Quoted text:
▼▼▼

Anyway, I pulled off the old standard one and ordered a new baffled number and waited for my impressive piece of kit to arrive.
See if you can spot the difference....
Is it just me or is it the exact bloody same exept with 2 plates welded on and a seam around the top plate. I've seen the fancy custom ones but was expecting a bit more. Opinions??
Does the new sump purely have the two plates welded on it?
Can you do the water test with both standard and the modded sump to see if there is a difference?
Andy97I dont get oil pressure warning when stomping on the brakes and heavy cornering. I had it done because I hope to hill climb this year and its for peace of mind
You wouldn't have the luxury of seeing the low oil light come on.. it would just oil surge and the pick up lose oil and you would run a big end for example.. you would not get a warning or any inclining other than you were giving it lots of track before hand etc.. the low oil warning light is useless.. it is an engine dead light.. the pressure setting is so low to activate it.
PS: I had posted a picture of another baffled sump.. but the supplier asked me to remove it as it looked like they prompted me to post the picture etc.. which wasn't the case but removed anyway.
Last edited by Jolly Green Monster; 14 February 2006 at 12:12 PM.
There is a market for better baffled sumps (afterall the standard one is baffled to a degree...) but it is a dark art to make a truely effective sump. The Group N Baffled sumps that TEG sells are very effective and quite expensive, Lateral Performance's baffled and winged sump (see P20SPD's thread in Projects) is a work of art
To make a good one you ideally need to junk the original innards and start afresh...most of the modified standard Subaru baffled sumps I've seen haven't ultimately prevented oil surge...
The Splash test is interesting but what it may not show is how good the baffle mod is at getting the oil to the pick up rather than just keeping it there. If you weld the holes up as well as the sides then you could possibly slow the oil to the pick up and be in danger or surge more perhaps???

▲▲▲

Stated goal:
Please retype everything in the sump thread from "See if you can" down to "is a difference?", word for word. The entries after the sump thread play no part in this.

Material shown:
▼▼▼

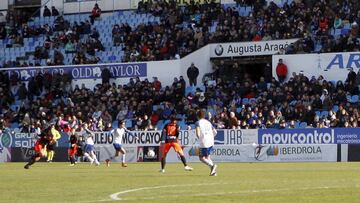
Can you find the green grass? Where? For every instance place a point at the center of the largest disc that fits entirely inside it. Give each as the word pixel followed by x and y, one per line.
pixel 236 182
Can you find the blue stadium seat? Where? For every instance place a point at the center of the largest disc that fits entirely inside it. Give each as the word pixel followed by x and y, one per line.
pixel 324 114
pixel 245 101
pixel 335 108
pixel 128 123
pixel 115 124
pixel 354 98
pixel 303 125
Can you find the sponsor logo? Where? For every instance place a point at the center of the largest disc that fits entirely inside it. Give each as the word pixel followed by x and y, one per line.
pixel 226 152
pixel 300 150
pixel 219 50
pixel 144 138
pixel 339 62
pixel 140 154
pixel 85 72
pixel 27 153
pixel 103 138
pixel 295 137
pixel 233 137
pixel 272 151
pixel 260 153
pixel 194 151
pixel 6 141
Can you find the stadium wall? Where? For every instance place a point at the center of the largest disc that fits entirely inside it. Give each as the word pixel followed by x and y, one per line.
pixel 332 66
pixel 4 5
pixel 90 75
pixel 232 145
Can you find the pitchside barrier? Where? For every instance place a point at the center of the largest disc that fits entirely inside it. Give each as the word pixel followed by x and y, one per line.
pixel 252 145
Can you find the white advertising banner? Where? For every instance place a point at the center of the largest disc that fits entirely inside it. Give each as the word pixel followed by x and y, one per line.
pixel 265 153
pixel 137 150
pixel 235 49
pixel 332 66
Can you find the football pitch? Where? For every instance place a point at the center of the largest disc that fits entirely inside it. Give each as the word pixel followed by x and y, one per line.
pixel 141 182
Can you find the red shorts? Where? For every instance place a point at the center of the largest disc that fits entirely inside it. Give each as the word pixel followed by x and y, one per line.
pixel 73 151
pixel 175 145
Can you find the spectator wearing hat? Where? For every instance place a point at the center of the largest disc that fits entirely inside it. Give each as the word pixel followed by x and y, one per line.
pixel 281 71
pixel 193 73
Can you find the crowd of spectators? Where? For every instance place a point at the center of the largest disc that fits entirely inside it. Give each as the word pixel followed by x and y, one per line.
pixel 184 29
pixel 231 104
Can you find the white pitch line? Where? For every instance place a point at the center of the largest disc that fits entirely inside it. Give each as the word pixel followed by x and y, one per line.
pixel 115 196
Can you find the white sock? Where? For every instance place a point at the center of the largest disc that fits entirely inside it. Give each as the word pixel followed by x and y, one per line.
pixel 211 164
pixel 94 157
pixel 206 161
pixel 88 157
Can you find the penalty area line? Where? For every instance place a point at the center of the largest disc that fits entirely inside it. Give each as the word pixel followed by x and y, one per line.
pixel 115 196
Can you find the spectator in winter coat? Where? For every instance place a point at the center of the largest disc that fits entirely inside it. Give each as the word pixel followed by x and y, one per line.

▲▲▲

Correct response:
See if you can spot the difference....
Is it just me or is it the exact bloody same exept with 2 plates welded on and a seam around the top plate. I've seen the fancy custom ones but was expecting a bit more. Opinions??
Does the new sump purely have the two plates welded on it?
Can you do the water test with both standard and the modded sump to see if there is a difference?